### DIRECTION:
Render every line of the items below as a Markdown table with two columns, Row and Line, numbering the rows in order and leaving out blank lines.

### GIVEN ENTRIES:
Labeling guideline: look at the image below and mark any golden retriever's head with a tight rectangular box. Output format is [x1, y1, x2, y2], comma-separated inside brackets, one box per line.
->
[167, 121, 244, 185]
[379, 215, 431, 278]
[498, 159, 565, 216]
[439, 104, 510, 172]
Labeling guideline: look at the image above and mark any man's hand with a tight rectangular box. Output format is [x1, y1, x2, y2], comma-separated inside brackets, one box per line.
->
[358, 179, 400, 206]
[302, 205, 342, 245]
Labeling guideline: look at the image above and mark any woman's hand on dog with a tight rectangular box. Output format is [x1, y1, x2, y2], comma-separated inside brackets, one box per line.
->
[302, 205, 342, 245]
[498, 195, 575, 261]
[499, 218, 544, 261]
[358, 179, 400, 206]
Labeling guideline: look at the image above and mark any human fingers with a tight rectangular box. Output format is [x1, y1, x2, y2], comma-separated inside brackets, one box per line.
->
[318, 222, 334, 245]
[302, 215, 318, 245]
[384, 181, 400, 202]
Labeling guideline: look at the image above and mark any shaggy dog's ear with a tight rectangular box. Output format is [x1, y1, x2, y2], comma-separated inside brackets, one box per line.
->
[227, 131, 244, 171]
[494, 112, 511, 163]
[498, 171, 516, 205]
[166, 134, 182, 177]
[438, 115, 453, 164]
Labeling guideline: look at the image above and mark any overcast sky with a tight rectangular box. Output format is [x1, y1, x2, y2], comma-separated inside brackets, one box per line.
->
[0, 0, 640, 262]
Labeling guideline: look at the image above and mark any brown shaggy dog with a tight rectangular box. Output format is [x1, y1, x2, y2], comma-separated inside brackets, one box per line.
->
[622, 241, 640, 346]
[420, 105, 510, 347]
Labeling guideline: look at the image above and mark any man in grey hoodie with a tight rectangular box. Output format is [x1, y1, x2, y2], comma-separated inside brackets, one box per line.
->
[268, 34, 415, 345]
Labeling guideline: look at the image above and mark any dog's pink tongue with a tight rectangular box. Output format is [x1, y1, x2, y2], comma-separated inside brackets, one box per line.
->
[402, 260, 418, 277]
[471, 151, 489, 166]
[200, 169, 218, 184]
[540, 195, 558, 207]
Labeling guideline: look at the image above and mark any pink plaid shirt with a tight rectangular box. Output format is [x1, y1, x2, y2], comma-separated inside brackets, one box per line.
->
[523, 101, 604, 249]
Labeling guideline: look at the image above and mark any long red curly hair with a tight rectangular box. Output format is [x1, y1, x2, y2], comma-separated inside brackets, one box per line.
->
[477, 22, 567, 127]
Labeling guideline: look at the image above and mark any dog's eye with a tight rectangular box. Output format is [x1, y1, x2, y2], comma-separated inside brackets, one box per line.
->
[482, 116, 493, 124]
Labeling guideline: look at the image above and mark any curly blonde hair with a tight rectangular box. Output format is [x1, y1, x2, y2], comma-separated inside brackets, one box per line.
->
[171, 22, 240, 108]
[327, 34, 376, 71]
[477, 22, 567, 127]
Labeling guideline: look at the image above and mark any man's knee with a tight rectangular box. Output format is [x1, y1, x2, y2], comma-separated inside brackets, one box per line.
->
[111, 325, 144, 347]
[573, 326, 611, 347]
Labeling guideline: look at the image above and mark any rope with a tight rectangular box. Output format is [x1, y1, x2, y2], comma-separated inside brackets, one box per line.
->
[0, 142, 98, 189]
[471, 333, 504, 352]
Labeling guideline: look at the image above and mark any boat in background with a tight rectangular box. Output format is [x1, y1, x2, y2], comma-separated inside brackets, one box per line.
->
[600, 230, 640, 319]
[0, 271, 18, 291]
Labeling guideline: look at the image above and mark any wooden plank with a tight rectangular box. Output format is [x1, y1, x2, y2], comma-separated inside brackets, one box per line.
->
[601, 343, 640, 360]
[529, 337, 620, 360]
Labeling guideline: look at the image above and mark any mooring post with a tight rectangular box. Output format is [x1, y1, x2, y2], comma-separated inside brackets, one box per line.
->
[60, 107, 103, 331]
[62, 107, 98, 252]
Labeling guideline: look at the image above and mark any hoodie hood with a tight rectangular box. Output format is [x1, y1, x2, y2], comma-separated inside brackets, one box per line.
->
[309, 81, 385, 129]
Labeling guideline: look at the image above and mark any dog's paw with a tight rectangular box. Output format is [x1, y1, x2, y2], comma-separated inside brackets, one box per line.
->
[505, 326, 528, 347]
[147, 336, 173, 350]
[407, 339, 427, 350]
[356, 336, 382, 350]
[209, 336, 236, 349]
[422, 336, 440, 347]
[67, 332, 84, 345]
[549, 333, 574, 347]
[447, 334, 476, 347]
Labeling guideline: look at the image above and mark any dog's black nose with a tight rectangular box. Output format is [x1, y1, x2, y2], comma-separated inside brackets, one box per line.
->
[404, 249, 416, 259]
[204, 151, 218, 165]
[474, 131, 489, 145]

### OUTPUT FOR THIS TASK:
| Row | Line |
|---|---|
| 1 | Labeling guideline: look at the image below and mark any golden retriever's head with a tight rectangular box. Output format is [x1, y1, x2, y2], comma-separated inside brackets, one box per line. |
| 2 | -> |
| 3 | [167, 121, 244, 185] |
| 4 | [379, 215, 431, 278] |
| 5 | [498, 159, 565, 216] |
| 6 | [439, 104, 510, 172] |
| 7 | Labeling guideline: look at the image above and mark any man's hand with a tight rectangular box. Output format is [x1, y1, x2, y2], comma-separated inside brackets, one box per line. |
| 8 | -> |
| 9 | [358, 179, 400, 206] |
| 10 | [302, 205, 342, 245] |
| 11 | Labeling guideline: look at the image above and mark any woman's hand on dog with a tight rectangular box. Output format is [x1, y1, x2, y2], comma-separated inside brackets, one box per line. |
| 12 | -> |
| 13 | [302, 205, 342, 245] |
| 14 | [498, 195, 575, 261] |
| 15 | [499, 218, 544, 261] |
| 16 | [358, 179, 400, 206] |
| 17 | Labeling guideline: look at the image above and mark any human fingers with a tight rectangular box. Output format is [x1, y1, x2, y2], comma-separated inside brackets, one box per line. |
| 18 | -> |
| 19 | [318, 222, 334, 245] |
| 20 | [302, 215, 318, 245] |
| 21 | [384, 181, 400, 202] |
| 22 | Labeling guideline: look at the image above and mark any shaggy dog's ear with a tight rectangular box. Output format is [x1, y1, x2, y2], comma-separated inside brackets, one box per line. |
| 23 | -> |
| 24 | [227, 131, 244, 171] |
| 25 | [494, 112, 511, 163] |
| 26 | [498, 171, 516, 205] |
| 27 | [166, 134, 182, 177] |
| 28 | [438, 115, 453, 164] |
| 29 | Labeling guideline: look at the image above and mark any overcast sky with a tight rectangular box. Output format is [x1, y1, x2, y2], comma-separated inside brackets, one box per line. |
| 30 | -> |
| 31 | [0, 0, 640, 262] |
| 32 | Labeling guideline: look at the image above and mark any brown shaggy dog with a tight rectangular box. Output format is [x1, y1, x2, y2], comma-separated inside brackets, one box per line. |
| 33 | -> |
| 34 | [622, 241, 640, 346] |
| 35 | [420, 105, 510, 347] |
| 36 | Labeling guideline: look at the image above and mark any man in grey hoodie with a tight rectangular box. Output format is [x1, y1, x2, y2], comma-separated inside brackets, one box per line. |
| 37 | -> |
| 38 | [268, 34, 415, 345] |
| 39 | Labeling guideline: look at the image above and mark any dog's pink tongue with a tight rectangular box. Output format is [x1, y1, x2, y2], comma-separated inside brackets, one box per line. |
| 40 | -> |
| 41 | [402, 260, 418, 277] |
| 42 | [471, 151, 489, 166] |
| 43 | [200, 169, 218, 184] |
| 44 | [540, 195, 558, 207] |
| 45 | Labeling guideline: look at the image above and mark any pink plaid shirt with a tight rectangular box. Output format is [x1, y1, x2, y2], comma-separated inside brackets, one box per line. |
| 46 | -> |
| 47 | [523, 101, 604, 249] |
| 48 | Labeling guideline: look at the image above and mark any long red curly hair with a tight rectangular box. Output format is [x1, y1, x2, y2], comma-separated inside brackets, one box per line. |
| 49 | -> |
| 50 | [477, 22, 567, 127] |
| 51 | Labeling guideline: look at the image above and mark any dog's eye with a tight rectangular box. Output format is [x1, y1, x2, y2], comma-separated inside brackets, one box per line. |
| 52 | -> |
| 53 | [482, 116, 493, 124] |
| 54 | Labeling guideline: look at the image above and mark any curly blonde hair with a tight rectangular box. Output format is [x1, y1, x2, y2], comma-separated inside brackets, one box per line. |
| 55 | -> |
| 56 | [171, 22, 240, 108] |
| 57 | [327, 34, 376, 71] |
| 58 | [477, 22, 567, 127] |
| 59 | Labeling guideline: look at the image above and mark any man's knee with a tight rectangular box. Output format is [x1, y1, x2, y2], comma-separated inside brackets, one box per line. |
| 60 | -> |
| 61 | [111, 325, 144, 347] |
| 62 | [573, 326, 611, 347] |
| 63 | Labeling guideline: look at the image above and mark any rope with a tight rectangular box. Output format is [x1, y1, x2, y2], comma-separated inside brackets, one box per line. |
| 64 | -> |
| 65 | [0, 142, 98, 189] |
| 66 | [471, 333, 504, 352] |
| 67 | Labeling guideline: look at the image above and mark any boat in background with a tight rectangular box. Output format is [x1, y1, x2, y2], comma-separated inside brackets, one box per line. |
| 68 | -> |
| 69 | [600, 230, 640, 319] |
| 70 | [0, 271, 18, 291] |
| 71 | Labeling guideline: look at the image above and mark any wooden plank with a tight rectangular box. Output format is [x1, y1, x2, y2], comma-separated inside brackets, one box per line. |
| 72 | -> |
| 73 | [601, 343, 640, 360] |
| 74 | [529, 337, 620, 360] |
| 75 | Labeling guideline: look at the image above and mark any mooring post with a tight rectangular box. Output format is [x1, y1, x2, y2], comma-separated inside brackets, one box per line. |
| 76 | -> |
| 77 | [60, 107, 103, 331] |
| 78 | [62, 107, 98, 252] |
| 79 | Labeling guideline: look at the image above and mark any hoodie hood with a tight rectangular box. Output format is [x1, y1, x2, y2], comma-separated inside brackets, one box per line. |
| 80 | -> |
| 81 | [309, 81, 385, 129] |
| 82 | Labeling guideline: look at the image above and mark any dog's paw with a tight rectangular box. Output format is [x1, y1, x2, y2], comma-separated inside brackets, one box per line. |
| 83 | -> |
| 84 | [505, 326, 528, 347] |
| 85 | [147, 336, 173, 350] |
| 86 | [407, 339, 427, 350] |
| 87 | [356, 336, 382, 350] |
| 88 | [209, 336, 236, 349] |
| 89 | [422, 336, 440, 347] |
| 90 | [67, 332, 84, 345] |
| 91 | [549, 333, 574, 347] |
| 92 | [447, 334, 476, 347] |
| 93 | Labeling guideline: look at the image above and mark any dog's black nose with a tight rectangular box. Output format is [x1, y1, x2, y2], comma-separated inside brackets, one box per line. |
| 94 | -> |
| 95 | [404, 249, 416, 259] |
| 96 | [204, 151, 218, 165] |
| 97 | [474, 131, 489, 145] |